• TEXTO PROPORCIONADO:
------------------------

Aún continúa nuestro tratadista con “otras particularidades no menos necesarias y provechosas” en el libro decimotercero, como la discusión ya tradicional sobre si el unísono no es consonancia sino principio de las consonancias, y sobre los demás intervalos, de los sostenidos y bemoles. Trata también de las consonancias, disonancias, buenos y malos usos de las especies, así como de las cláusulas tanto naturales como accidentales, compases y medidas, cerrando este denso y variado libro con un interesante ejemplo del género cromático. No menos necesario es tratar de los cánones, fugas y otros primores del que se denomina contrapunto imitativo, y a ello se dedica el libro decimocuarto, que explica asimismo el complejo contrapunto doblado y triplicado, e incluso del canto cancrizante (es decir, por movimiento retrógrado), habilidades imprescindibles para el buen maestro de capilla del tiempo pero que fue más tarde tomado como ejemplo del gusto artificioso e inútilmente complicado de Cerone.

------------------------

• REGISTROS MOSTRADOS:

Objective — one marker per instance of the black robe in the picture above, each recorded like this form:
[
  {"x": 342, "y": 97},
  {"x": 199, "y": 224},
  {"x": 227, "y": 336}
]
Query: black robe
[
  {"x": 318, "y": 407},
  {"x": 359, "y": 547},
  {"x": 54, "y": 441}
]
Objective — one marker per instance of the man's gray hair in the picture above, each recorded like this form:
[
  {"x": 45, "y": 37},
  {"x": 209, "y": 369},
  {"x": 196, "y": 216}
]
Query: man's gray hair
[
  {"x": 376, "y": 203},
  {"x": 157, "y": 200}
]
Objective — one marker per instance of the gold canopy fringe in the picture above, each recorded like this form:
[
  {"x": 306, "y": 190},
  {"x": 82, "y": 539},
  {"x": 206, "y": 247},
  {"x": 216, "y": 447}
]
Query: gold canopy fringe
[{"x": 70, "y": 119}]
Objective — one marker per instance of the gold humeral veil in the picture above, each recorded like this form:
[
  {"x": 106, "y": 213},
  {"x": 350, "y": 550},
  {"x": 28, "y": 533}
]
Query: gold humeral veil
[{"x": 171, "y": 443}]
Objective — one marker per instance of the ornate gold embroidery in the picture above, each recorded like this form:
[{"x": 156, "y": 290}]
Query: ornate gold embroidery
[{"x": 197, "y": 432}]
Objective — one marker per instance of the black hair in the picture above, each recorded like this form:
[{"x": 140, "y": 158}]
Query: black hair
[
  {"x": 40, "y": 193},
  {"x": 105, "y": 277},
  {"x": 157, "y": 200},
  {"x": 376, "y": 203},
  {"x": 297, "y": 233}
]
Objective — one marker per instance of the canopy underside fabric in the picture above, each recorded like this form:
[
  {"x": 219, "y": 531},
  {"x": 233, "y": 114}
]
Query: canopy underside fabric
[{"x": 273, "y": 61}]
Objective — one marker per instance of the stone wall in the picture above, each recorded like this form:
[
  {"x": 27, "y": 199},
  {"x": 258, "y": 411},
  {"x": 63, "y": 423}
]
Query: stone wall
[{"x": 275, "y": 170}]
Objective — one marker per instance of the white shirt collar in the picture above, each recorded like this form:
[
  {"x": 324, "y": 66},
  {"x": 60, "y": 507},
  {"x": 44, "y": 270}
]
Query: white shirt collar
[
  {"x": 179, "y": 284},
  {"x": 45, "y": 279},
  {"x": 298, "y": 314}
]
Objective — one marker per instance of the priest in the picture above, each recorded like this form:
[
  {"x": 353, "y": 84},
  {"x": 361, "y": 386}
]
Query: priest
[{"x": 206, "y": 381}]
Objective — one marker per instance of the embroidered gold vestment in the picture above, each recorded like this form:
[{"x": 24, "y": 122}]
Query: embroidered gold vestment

------------------------

• PROBLEMA PLANTEADO 1: Enumera todo lo que, según el texto sobre el tratado de Cerone, trata o explica el libro decimocuarto.
• PROBLEMA PLANTEADO 2: Reúne todas las líneas de los registros que contengan la palabra "vestment".

• RESULTADO DEL EJERCICIO 1:
- Los cánones, fugas y otros primores del contrapunto imitativo
- El contrapunto doblado y triplicado
- El canto cancrizante (por movimiento retrógrado)

• RESULTADO DEL EJERCICIO 2:
Objective — one marker per instance of the embroidered gold vestment in the picture above, each recorded like this form:
Query: embroidered gold vestment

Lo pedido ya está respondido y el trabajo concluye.